Problem to work on:
Which lines in the rows below contain the word "beech"? Show each of them in full.

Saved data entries
━━━━━━━━━━━━━━━━━━━━━━━━━━━━━━
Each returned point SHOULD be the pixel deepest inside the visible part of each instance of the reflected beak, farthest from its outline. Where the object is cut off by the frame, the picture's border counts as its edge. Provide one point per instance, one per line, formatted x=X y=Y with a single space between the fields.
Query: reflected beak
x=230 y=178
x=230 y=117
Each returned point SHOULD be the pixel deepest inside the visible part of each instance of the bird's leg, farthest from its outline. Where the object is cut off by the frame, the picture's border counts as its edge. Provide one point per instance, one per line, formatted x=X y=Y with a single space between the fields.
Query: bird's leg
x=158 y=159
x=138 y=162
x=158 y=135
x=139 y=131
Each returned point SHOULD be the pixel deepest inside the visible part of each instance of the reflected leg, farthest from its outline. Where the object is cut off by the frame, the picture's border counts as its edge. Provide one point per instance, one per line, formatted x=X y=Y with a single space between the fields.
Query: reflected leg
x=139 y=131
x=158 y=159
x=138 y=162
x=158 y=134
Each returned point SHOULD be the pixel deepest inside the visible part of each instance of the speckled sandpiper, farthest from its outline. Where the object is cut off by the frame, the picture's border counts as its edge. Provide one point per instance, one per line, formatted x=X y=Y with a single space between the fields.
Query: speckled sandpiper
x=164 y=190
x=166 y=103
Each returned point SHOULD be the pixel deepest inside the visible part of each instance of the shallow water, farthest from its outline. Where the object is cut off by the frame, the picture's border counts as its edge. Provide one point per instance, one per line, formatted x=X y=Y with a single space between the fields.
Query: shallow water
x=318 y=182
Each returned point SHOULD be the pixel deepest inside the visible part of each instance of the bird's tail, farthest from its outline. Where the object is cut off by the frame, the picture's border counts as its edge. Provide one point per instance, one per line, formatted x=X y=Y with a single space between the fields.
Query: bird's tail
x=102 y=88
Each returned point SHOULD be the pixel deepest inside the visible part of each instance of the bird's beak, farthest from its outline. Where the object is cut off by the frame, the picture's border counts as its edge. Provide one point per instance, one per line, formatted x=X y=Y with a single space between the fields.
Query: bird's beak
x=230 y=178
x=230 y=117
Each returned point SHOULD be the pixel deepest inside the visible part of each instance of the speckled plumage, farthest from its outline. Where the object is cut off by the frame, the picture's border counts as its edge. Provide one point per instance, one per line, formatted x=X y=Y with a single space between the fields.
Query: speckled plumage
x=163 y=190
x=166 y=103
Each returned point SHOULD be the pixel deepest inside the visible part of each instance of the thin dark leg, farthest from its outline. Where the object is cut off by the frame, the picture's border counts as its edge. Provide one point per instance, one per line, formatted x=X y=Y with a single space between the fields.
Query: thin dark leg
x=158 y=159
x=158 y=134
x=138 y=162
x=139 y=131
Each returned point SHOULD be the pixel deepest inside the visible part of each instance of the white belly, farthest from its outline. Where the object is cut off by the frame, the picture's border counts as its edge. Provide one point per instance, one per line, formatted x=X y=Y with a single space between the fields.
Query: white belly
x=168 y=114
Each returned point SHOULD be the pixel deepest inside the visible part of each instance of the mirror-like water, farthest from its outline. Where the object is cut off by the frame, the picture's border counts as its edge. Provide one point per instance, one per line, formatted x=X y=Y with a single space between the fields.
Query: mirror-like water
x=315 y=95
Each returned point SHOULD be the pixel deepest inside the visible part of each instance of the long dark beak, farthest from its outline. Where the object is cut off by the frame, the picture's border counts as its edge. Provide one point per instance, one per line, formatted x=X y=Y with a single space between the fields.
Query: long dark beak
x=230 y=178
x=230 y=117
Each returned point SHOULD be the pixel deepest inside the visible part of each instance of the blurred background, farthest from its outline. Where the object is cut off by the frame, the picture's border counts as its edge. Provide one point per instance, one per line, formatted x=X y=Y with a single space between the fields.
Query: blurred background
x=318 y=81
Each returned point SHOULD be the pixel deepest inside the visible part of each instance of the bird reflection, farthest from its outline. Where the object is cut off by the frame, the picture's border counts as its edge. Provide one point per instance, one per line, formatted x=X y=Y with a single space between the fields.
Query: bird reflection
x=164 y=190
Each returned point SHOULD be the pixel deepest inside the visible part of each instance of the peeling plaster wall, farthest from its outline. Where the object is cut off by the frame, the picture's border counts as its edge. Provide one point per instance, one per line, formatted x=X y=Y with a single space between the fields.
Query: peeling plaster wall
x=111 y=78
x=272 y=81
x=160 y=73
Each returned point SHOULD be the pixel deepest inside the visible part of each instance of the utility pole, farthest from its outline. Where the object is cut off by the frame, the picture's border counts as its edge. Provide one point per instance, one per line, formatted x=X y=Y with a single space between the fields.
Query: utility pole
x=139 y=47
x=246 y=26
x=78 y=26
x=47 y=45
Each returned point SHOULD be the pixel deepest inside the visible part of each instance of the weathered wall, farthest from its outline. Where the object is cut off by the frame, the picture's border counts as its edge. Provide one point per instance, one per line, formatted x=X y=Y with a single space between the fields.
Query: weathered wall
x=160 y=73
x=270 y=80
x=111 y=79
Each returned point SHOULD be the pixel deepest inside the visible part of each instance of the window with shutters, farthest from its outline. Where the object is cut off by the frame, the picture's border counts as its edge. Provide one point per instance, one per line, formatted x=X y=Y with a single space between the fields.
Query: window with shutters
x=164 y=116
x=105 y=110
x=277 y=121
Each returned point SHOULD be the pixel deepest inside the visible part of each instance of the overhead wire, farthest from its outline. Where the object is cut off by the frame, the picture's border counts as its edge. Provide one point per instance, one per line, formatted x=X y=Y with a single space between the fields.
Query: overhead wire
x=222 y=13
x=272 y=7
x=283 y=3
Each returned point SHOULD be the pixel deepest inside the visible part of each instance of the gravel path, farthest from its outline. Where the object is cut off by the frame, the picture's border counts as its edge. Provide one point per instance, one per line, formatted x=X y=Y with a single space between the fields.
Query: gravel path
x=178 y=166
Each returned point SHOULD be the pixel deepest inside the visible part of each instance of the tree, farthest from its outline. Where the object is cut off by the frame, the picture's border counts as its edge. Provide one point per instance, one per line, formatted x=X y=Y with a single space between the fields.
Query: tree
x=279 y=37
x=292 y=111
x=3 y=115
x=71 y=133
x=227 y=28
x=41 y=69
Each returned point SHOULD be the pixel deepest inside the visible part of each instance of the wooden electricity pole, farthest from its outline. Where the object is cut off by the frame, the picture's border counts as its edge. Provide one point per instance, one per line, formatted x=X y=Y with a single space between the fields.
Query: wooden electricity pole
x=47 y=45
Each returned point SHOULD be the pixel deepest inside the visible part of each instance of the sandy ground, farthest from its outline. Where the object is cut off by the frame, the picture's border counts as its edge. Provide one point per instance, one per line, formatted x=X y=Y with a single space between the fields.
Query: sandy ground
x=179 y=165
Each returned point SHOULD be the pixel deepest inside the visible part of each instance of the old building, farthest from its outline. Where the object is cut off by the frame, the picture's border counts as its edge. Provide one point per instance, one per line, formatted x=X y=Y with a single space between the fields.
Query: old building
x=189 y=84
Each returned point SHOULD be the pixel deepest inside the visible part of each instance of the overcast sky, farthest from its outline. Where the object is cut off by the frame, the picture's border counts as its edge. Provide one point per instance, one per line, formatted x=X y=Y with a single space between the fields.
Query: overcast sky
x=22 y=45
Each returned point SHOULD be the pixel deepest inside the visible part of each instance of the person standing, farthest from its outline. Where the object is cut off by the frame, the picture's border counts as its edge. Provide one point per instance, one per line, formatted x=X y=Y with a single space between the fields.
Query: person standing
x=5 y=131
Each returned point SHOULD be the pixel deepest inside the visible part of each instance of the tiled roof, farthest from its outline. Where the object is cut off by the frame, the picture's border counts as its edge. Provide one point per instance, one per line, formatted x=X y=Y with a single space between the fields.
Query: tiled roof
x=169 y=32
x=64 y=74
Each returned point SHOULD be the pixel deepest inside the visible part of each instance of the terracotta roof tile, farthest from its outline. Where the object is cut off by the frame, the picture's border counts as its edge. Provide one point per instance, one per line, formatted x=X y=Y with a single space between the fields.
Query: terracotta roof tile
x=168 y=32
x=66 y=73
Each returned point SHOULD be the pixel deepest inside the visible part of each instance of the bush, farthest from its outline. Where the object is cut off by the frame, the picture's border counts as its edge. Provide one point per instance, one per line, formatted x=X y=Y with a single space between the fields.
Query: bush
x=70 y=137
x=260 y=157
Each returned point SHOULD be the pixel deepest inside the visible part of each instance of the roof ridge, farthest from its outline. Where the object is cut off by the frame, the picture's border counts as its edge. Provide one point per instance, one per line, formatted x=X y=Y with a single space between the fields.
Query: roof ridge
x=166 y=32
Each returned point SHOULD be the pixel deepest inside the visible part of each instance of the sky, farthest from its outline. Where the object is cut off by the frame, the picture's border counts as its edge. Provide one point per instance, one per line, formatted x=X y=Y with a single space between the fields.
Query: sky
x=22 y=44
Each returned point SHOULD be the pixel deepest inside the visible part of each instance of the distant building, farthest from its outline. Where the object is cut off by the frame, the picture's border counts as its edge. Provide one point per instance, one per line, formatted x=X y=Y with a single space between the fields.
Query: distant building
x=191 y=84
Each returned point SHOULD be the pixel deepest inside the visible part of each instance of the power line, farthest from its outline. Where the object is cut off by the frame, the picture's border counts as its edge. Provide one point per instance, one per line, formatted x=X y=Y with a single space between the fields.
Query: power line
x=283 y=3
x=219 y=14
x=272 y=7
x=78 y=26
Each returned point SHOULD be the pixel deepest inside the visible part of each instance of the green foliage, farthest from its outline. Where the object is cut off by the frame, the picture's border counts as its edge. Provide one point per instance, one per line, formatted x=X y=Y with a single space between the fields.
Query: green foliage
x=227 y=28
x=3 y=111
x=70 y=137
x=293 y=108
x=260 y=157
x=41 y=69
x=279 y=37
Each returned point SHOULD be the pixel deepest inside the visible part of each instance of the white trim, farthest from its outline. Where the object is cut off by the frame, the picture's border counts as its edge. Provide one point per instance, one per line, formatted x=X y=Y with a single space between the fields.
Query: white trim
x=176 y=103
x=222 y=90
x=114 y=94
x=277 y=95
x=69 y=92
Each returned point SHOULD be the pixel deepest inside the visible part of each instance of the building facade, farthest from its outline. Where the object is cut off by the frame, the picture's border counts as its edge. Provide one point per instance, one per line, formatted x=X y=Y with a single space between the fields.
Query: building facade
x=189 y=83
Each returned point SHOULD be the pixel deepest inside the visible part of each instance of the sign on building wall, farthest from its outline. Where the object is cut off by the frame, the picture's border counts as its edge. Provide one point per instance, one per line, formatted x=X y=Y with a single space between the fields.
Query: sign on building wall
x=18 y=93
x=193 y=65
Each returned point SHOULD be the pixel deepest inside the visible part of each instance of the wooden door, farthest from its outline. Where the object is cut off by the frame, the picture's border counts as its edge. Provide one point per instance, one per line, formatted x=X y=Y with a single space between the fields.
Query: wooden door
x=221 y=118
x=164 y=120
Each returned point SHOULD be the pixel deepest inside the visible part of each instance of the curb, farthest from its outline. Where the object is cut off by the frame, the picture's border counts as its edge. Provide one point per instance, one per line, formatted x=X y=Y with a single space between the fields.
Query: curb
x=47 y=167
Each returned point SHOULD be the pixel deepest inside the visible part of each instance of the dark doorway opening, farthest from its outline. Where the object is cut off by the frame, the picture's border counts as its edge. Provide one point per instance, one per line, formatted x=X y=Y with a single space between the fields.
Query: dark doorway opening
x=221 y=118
━━━━━━━━━━━━━━━━━━━━━━━━━━━━━━
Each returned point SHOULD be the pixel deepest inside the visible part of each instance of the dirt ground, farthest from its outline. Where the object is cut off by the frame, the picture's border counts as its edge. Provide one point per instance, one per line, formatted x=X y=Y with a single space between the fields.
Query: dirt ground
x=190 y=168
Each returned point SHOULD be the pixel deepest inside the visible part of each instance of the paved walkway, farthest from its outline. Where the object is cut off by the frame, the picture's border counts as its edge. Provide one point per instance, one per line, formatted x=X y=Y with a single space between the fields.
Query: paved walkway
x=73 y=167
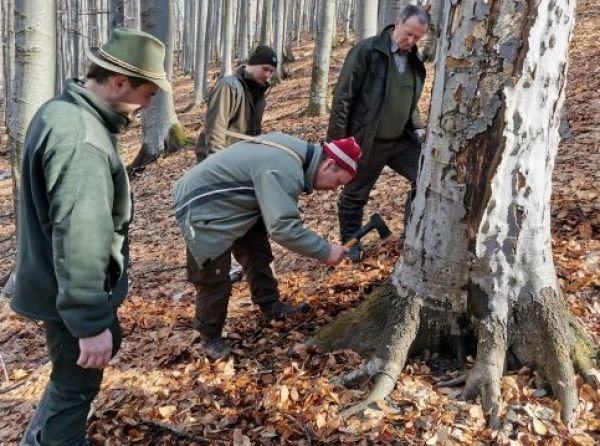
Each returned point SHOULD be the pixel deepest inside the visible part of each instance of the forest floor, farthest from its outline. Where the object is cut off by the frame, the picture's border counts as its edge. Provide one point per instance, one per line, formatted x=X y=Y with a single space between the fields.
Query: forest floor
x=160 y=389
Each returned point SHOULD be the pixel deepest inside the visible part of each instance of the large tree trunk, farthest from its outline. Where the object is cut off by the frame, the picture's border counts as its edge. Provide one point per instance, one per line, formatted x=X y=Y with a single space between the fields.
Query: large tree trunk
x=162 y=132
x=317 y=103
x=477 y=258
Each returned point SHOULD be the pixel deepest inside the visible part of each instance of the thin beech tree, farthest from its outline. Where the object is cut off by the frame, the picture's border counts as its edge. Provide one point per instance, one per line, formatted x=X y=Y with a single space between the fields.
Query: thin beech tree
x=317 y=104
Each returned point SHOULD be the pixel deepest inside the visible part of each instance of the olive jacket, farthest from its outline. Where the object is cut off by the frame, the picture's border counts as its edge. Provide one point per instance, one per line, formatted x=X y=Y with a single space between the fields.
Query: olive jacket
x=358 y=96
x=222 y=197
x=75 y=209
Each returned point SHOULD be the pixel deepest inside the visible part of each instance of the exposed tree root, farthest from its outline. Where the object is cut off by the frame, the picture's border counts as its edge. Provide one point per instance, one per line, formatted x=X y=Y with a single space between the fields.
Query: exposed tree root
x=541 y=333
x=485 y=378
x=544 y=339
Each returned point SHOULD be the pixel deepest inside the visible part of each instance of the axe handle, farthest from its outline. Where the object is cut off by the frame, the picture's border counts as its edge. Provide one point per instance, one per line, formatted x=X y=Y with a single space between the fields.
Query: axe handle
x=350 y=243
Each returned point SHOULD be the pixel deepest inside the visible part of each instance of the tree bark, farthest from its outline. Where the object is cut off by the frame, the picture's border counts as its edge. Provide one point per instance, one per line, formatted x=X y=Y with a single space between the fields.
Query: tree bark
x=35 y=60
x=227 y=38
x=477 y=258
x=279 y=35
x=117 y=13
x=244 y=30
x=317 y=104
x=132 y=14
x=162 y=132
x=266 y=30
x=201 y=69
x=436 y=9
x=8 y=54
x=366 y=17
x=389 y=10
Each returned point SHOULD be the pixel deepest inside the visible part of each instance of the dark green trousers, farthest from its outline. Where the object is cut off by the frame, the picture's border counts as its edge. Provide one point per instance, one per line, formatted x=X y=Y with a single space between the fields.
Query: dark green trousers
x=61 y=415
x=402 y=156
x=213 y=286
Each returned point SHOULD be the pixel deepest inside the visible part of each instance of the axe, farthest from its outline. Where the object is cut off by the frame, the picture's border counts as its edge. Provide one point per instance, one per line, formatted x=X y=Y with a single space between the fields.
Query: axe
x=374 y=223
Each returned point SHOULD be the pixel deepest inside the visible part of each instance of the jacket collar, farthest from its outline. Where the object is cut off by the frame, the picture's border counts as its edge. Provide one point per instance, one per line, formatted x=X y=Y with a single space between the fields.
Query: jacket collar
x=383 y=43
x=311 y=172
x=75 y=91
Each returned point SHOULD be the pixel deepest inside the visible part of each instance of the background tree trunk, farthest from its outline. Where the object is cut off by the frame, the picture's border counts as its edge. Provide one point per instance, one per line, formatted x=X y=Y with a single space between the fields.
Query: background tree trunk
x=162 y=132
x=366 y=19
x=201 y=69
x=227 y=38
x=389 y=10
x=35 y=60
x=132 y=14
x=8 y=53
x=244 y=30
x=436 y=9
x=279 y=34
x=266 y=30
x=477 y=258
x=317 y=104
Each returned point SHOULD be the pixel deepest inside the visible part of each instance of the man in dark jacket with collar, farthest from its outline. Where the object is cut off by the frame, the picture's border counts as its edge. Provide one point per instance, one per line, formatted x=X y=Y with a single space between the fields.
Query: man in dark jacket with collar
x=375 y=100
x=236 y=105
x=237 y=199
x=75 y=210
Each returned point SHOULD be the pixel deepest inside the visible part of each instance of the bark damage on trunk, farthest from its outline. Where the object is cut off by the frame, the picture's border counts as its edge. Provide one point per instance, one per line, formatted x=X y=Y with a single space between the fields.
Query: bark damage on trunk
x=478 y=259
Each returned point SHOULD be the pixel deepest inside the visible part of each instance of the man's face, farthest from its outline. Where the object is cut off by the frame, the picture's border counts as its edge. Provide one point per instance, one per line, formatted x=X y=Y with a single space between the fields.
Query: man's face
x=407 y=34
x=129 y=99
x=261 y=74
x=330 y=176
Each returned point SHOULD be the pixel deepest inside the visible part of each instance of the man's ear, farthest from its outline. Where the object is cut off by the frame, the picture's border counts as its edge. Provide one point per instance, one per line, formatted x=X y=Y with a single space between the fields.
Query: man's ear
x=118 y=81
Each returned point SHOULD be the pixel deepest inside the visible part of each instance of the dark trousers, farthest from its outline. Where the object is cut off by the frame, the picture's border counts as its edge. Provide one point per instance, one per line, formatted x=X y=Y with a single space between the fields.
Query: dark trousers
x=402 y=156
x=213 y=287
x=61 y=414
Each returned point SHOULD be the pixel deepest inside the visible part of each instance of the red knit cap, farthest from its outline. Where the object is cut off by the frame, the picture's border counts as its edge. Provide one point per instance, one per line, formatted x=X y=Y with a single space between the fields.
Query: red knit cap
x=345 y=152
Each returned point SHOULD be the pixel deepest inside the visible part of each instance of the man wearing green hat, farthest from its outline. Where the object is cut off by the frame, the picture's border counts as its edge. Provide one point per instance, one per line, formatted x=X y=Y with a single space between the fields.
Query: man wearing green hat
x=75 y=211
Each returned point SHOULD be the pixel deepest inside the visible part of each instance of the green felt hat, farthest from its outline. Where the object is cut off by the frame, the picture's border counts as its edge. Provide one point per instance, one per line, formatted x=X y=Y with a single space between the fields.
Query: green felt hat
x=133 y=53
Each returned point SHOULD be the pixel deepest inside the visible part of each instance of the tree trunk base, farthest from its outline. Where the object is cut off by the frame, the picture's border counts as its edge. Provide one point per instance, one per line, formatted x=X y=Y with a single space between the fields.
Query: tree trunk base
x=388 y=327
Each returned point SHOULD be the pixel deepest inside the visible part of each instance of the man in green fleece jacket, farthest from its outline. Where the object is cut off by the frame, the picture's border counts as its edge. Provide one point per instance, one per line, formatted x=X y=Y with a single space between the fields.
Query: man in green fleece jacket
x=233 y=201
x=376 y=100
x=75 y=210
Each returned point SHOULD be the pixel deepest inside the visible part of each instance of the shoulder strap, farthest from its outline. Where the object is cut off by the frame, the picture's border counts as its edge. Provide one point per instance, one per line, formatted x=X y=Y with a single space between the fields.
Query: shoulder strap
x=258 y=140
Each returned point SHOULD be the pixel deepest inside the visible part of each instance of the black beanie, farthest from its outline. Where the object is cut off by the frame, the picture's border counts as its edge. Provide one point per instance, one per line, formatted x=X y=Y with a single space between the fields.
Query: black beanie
━━━━━━━━━━━━━━━━━━━━━━━━━━━━━━
Full output:
Each returned point SHOULD be the pixel deepest inside the visible part of each instance of the thin beech tree, farthest from its outline. Where the object is cut off by the frame, the picture's border counts as its edge. Provide one point per instance, one per line, formatted x=X y=Y with a single space between the fields.
Query: thin beech tree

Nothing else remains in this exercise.